---- LISTING
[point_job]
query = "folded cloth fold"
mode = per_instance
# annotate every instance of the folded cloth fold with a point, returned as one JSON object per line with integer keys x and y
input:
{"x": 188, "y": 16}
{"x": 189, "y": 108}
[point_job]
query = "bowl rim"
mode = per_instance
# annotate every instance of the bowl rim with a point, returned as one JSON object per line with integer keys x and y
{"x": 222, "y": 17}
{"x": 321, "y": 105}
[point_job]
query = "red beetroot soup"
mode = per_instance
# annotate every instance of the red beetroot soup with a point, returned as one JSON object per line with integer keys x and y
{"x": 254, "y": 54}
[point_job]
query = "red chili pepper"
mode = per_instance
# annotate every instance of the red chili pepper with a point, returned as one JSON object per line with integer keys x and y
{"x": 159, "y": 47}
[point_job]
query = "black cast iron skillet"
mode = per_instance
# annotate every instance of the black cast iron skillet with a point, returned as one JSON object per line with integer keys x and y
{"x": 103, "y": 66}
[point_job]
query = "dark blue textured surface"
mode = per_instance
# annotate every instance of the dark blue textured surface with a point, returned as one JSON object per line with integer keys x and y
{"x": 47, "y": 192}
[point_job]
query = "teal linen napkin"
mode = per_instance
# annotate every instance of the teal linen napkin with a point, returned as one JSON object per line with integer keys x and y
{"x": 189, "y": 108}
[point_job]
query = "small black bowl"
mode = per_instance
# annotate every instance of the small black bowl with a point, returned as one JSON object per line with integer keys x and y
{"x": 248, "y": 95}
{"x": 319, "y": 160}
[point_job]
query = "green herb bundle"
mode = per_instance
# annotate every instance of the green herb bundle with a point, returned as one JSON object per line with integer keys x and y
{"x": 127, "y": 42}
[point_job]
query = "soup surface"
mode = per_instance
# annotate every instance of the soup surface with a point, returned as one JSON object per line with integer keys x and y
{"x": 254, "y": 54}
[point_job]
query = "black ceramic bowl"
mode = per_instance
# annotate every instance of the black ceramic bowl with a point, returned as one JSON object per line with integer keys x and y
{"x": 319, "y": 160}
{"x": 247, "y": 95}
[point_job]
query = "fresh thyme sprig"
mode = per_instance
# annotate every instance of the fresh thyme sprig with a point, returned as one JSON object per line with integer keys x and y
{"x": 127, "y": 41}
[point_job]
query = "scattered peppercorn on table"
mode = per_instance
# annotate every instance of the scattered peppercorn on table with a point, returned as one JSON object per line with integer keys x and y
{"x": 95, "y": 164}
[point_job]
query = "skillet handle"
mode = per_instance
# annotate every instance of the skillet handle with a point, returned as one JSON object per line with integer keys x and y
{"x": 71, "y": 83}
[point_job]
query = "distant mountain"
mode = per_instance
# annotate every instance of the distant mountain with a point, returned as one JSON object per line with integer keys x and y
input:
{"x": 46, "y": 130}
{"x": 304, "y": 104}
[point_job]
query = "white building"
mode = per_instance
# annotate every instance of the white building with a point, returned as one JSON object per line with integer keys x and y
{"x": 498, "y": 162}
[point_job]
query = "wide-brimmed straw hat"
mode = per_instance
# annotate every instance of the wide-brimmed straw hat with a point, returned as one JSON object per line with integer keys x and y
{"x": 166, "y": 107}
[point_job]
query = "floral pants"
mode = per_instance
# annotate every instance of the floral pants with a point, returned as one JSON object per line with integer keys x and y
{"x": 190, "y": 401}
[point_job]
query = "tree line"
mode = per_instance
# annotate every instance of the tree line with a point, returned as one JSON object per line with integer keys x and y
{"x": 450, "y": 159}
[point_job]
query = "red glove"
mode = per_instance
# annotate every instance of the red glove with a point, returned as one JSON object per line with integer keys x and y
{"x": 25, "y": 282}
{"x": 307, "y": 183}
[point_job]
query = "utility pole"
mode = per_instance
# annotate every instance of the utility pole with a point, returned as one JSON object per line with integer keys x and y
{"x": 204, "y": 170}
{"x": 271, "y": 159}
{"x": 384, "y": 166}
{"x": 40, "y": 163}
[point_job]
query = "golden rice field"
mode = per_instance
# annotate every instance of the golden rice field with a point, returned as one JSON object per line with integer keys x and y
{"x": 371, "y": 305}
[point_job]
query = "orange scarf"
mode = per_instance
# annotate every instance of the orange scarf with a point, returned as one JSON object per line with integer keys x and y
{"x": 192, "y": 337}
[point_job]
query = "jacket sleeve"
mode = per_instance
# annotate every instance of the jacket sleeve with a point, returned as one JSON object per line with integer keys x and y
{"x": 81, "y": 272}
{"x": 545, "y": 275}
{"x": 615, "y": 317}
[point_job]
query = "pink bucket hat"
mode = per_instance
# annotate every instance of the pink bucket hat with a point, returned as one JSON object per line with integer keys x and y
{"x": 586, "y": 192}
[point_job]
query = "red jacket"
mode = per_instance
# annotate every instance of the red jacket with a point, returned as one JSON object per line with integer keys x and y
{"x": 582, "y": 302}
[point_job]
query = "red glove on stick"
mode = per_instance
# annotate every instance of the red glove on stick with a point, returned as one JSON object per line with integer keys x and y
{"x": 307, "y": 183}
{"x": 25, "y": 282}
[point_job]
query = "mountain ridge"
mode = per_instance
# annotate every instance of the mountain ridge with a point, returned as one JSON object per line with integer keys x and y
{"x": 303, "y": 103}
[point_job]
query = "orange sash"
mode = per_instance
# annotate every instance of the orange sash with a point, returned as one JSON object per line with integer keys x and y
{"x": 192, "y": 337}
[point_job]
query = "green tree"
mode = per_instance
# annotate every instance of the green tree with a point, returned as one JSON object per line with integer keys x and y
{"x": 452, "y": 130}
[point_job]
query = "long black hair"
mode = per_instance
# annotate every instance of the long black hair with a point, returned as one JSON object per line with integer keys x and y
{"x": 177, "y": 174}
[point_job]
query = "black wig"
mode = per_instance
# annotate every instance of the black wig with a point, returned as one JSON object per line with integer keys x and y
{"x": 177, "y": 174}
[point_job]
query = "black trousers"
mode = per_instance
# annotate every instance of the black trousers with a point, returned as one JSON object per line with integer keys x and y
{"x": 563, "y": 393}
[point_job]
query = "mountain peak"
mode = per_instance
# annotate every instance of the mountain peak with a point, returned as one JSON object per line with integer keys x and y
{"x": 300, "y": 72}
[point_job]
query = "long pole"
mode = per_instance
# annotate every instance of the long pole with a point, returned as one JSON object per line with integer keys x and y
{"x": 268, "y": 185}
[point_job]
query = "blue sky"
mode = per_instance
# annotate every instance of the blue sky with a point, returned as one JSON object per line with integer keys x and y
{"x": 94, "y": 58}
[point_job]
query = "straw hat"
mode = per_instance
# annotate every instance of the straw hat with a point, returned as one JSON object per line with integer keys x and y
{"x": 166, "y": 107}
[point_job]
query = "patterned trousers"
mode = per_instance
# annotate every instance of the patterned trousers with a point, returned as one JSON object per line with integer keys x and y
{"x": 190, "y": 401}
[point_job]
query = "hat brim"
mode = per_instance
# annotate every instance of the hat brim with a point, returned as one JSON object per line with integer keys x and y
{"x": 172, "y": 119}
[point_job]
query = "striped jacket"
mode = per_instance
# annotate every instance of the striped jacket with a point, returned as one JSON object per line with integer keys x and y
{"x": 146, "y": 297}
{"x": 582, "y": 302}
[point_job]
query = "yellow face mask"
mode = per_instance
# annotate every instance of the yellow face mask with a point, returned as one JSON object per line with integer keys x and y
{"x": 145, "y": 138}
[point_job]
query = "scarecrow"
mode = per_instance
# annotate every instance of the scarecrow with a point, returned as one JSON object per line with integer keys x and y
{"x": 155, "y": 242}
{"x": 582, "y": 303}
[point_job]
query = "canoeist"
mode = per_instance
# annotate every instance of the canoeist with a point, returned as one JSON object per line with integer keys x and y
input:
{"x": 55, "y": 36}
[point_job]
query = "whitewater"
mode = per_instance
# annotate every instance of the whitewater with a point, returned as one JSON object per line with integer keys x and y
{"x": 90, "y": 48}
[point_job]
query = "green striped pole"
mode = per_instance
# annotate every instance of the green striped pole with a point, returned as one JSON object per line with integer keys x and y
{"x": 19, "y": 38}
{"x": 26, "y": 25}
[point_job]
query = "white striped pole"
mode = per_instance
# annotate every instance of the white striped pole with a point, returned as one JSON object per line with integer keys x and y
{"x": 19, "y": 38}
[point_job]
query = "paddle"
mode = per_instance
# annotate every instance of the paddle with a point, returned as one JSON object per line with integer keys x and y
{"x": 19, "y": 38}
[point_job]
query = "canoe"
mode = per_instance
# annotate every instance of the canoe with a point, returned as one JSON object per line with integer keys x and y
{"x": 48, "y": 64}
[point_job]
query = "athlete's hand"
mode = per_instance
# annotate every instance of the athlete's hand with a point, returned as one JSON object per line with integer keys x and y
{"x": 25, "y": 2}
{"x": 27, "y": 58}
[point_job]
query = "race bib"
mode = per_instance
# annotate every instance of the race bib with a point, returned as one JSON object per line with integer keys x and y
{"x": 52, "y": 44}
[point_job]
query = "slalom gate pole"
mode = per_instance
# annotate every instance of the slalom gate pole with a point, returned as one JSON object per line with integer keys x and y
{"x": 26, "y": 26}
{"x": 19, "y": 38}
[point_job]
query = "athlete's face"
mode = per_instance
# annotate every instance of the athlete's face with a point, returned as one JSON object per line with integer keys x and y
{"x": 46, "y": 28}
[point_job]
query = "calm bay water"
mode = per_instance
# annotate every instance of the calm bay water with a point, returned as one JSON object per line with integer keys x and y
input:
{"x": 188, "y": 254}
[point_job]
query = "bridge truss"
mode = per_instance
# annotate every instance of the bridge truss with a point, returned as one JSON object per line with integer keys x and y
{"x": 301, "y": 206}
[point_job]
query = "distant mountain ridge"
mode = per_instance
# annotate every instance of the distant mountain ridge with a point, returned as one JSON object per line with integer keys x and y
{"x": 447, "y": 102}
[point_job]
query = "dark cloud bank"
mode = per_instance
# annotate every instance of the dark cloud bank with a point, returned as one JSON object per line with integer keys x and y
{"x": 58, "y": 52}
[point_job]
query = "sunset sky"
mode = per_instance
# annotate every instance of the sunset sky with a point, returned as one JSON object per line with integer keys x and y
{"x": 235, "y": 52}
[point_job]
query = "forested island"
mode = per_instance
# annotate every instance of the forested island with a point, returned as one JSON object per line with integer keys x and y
--------
◆ **GIVEN TASK**: List each line in the items that contains the string "peppercorn". Matching is case-sensitive.

◆ **TASK RESULT**:
query = "scattered peppercorn on table"
# annotate every instance of the scattered peppercorn on table with a point, returned as one JSON object per line with integer keys x and y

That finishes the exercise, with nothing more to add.